KUTIPAN

>>

“Nila setitik merusak susu
sebelanga”, sebuah pepatah yang seharusnya melecut sikap kewaspadaan kita
terhadap berbagai hal. Sebagai sebuah bangsa yang sejatinya berjiwa sosial dan
berwatak gotong royong, Indonesia dalam era moderen ini tanpa terasa sedikit
demi sedikit mulai kehilangan jati dirinya. Penyebabnya adalah berkembangnya
penyakit individualistis yang menyebar di perkotaan dan kemudian merasuk ke
desa-desa dalam wilayah NKRI. Sebuah keadaan yang seharusnya tidak terjadi
seandainya masyarakat kita memiliki tingkat pemahaman memadai terhadap jati
diri dan jiwa bangsanya.
Tingkat kepedulian yang rendah antar sesama warga negara mempermudah
masuknya nilai-nilai asing yang merusak tatanan berbangsa dan bernegara kita.

<<

SOAL
Lanjutkan kutipan tentang lunturnya jiwa gotong royong bangsa Indonesia di atas, dimulai tepat setelah kalimat terakhirnya.

DATA PENDUKUNG
>>

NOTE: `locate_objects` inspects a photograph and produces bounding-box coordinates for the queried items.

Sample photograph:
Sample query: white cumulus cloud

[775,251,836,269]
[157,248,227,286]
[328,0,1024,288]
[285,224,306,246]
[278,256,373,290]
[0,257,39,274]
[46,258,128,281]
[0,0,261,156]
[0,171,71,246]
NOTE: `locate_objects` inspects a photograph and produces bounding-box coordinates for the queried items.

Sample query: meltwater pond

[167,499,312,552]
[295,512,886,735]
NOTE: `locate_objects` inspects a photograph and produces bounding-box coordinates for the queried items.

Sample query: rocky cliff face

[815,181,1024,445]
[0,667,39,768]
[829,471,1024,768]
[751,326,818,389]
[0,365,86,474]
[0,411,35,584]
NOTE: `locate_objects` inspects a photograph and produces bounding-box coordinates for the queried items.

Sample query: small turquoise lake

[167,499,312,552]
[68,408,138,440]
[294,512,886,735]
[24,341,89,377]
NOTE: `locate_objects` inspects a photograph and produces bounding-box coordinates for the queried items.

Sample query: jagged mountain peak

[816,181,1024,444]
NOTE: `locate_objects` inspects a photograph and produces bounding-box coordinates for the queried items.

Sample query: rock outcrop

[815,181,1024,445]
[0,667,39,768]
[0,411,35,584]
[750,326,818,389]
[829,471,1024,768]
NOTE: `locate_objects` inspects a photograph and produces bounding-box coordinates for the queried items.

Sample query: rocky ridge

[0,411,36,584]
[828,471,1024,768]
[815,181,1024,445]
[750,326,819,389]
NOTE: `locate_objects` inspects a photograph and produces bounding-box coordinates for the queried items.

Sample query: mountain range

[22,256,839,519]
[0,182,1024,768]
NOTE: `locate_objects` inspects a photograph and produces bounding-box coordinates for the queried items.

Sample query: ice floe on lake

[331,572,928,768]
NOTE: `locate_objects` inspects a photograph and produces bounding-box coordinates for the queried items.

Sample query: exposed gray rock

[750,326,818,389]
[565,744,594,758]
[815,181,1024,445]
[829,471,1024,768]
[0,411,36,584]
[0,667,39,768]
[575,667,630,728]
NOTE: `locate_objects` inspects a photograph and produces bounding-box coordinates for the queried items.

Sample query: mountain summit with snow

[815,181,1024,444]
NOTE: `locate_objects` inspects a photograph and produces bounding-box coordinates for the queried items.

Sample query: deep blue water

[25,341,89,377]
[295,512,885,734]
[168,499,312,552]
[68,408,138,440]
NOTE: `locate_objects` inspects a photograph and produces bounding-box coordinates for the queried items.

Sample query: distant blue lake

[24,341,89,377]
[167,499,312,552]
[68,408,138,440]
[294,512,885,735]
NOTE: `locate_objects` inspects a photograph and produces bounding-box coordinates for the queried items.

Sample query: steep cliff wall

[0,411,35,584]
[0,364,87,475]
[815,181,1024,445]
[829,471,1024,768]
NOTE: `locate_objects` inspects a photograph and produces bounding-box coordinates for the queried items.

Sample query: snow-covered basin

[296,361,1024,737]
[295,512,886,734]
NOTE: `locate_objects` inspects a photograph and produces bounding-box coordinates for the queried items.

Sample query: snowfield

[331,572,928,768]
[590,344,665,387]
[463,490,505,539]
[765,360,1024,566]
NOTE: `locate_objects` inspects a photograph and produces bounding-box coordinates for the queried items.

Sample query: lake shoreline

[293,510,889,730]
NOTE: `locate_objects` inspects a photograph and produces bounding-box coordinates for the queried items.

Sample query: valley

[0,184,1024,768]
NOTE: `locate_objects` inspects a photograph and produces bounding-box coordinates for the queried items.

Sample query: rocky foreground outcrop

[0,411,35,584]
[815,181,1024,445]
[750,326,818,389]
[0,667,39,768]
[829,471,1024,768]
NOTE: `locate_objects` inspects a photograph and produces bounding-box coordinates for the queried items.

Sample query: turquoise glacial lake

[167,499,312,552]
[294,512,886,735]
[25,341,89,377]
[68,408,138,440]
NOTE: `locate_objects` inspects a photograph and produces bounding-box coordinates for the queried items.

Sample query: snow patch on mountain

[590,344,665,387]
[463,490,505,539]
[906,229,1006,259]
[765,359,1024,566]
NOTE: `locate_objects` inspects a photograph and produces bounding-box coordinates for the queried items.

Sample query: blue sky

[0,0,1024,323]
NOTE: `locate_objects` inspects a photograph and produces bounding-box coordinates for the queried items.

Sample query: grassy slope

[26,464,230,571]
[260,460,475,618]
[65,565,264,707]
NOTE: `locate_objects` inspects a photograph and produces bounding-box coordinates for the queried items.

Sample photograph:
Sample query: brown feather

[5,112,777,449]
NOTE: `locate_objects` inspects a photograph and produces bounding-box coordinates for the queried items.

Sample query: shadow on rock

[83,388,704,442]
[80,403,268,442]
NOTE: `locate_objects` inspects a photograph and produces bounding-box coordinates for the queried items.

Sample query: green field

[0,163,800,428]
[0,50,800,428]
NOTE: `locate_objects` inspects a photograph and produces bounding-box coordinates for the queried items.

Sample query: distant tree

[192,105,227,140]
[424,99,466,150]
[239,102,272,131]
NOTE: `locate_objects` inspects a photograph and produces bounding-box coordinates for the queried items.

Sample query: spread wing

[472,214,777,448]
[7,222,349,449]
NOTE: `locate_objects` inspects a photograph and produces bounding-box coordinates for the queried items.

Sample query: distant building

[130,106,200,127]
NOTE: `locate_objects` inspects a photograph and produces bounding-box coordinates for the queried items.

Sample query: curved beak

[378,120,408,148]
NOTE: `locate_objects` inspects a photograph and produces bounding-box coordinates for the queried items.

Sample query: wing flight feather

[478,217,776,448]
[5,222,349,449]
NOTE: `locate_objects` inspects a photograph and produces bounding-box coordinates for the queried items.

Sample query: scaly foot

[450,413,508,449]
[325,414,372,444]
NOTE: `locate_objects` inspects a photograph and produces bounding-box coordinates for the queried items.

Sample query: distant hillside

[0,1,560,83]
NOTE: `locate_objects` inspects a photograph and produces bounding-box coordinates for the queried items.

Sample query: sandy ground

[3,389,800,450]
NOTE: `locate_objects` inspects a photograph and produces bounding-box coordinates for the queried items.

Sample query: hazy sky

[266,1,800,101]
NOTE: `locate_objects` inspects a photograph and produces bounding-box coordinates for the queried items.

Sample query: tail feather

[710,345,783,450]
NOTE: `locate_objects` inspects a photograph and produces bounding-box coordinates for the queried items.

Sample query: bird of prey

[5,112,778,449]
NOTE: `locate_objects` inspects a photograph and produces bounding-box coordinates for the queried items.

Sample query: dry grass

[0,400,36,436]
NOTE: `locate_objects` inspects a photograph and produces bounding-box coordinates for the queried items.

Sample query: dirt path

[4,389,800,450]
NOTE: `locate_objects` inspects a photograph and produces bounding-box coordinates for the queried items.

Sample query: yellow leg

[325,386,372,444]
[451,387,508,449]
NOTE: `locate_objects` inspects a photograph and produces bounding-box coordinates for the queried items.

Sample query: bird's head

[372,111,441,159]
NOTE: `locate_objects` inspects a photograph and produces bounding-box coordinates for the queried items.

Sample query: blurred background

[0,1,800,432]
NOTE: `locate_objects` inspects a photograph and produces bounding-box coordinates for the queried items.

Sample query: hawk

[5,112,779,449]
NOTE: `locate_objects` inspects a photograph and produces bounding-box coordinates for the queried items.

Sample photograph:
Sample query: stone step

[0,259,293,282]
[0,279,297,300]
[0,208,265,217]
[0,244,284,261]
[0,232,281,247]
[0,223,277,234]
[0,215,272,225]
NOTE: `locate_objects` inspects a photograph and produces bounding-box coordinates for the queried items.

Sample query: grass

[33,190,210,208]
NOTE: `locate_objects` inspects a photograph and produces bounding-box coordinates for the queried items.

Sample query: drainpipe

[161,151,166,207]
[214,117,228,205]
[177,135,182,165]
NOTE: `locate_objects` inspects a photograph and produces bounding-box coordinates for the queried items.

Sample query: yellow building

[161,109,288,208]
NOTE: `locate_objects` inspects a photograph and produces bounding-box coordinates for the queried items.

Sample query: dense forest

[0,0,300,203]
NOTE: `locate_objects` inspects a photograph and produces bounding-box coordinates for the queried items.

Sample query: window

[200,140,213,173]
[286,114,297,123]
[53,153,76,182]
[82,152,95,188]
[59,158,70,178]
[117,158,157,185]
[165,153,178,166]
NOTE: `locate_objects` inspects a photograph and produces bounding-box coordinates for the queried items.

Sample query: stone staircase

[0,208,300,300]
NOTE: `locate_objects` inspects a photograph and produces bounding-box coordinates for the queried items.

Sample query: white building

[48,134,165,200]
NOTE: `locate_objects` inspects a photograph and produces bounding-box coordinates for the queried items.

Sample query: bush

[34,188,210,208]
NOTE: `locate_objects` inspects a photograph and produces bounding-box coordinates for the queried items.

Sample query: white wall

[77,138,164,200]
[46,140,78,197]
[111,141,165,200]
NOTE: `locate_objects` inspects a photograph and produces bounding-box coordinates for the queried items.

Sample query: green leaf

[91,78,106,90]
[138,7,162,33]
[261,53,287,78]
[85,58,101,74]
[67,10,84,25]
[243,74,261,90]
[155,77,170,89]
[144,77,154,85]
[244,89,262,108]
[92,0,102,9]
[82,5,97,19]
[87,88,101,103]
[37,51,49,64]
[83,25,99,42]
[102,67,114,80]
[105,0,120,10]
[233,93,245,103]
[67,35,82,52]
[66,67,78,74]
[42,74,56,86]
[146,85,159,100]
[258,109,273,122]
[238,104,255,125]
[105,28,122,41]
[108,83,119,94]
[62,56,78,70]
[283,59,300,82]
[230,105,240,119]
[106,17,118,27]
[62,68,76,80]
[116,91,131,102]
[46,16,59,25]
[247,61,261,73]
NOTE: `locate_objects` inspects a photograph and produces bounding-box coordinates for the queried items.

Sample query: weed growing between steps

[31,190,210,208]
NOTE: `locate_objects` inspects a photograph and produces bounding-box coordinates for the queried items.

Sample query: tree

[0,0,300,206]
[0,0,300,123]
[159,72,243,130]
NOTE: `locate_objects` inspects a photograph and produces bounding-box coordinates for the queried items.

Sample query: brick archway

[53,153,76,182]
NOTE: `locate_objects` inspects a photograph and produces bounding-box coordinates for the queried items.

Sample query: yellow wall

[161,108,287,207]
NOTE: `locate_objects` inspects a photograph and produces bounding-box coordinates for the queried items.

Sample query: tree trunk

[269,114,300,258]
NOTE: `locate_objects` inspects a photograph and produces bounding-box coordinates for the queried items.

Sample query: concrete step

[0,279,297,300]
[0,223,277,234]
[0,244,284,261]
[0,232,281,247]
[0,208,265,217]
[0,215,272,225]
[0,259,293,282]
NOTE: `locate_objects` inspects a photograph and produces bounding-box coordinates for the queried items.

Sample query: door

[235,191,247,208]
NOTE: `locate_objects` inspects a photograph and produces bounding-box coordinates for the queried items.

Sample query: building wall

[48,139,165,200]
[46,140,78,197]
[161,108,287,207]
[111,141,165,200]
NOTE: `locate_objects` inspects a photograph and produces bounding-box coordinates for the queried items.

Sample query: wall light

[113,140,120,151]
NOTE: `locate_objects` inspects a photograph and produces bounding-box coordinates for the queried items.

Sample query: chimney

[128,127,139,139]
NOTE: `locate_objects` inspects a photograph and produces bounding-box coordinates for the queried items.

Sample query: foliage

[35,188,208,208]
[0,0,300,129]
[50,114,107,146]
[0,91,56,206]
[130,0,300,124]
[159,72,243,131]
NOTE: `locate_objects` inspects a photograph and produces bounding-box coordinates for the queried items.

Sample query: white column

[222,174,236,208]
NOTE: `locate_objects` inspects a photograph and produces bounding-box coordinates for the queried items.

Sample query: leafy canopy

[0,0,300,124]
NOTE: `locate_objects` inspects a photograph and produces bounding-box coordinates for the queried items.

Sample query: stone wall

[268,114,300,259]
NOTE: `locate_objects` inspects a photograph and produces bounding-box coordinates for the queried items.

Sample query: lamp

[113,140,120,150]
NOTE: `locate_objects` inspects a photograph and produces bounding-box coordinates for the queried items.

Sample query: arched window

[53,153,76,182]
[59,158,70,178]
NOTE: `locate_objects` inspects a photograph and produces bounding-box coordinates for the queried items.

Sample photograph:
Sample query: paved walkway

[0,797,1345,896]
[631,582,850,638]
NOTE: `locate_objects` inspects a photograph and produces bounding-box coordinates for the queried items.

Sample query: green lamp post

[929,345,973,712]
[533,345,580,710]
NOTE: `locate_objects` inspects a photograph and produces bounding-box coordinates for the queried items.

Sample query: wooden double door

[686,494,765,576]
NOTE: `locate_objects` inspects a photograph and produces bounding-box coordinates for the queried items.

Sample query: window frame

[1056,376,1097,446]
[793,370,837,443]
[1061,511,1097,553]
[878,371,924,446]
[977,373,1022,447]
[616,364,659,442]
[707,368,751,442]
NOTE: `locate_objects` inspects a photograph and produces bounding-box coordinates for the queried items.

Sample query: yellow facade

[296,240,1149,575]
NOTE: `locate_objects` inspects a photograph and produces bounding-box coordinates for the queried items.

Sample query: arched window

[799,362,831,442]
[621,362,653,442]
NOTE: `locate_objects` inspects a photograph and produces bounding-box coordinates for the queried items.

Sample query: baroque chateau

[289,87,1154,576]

<<

PEMBAHASAN SOAL
Kesadaran kita sebagai bangsa selayaknya diumpamakan sebagai susu dalam
belanga. Kapan dan di bagian manapun setetes nila terjatuh itu berarti
malapetaka buat seluruh komponen bangsa. Setetes nila adalah segala bentuk
tindakan, pemahaman dan nilai-nilai yang bertentangan dengan jati diri bangsa
Indonesia. Egoisme baik individu maupun kelompok, keserakahan, kekerasan,
kebiadaban, kemunafikan, pembodohan masyarakat, pencemaran dan perusakan
lingkungan adalah beberapa hal yang bertentangan dengan jiwa-jiwa Pancasila.
Namun pada kenyataannya hal-hal tadi sudah banyak terjadi dan menimpa sebagian
masyarakat kita.
Sifat dasar masyarakat kita yang begitu terbuka dan toleran terhadap
nilai-nilai dari luar tanpa filter yang seharusnya dipersiapkan, juga mengambil
peran terhadap kemunduran dan degradasi jati diri bangsa. Dampak negatifnya
akan terasa nyata dalam kehidupan masyarakat yang semakin galau. Pada akhirnya
masyarakat yang galau akan melahirkan pemimpin yang galau. Begitulah, seorang pemimpin adalah gambaran
dari masyarakat yang dipimpinnya.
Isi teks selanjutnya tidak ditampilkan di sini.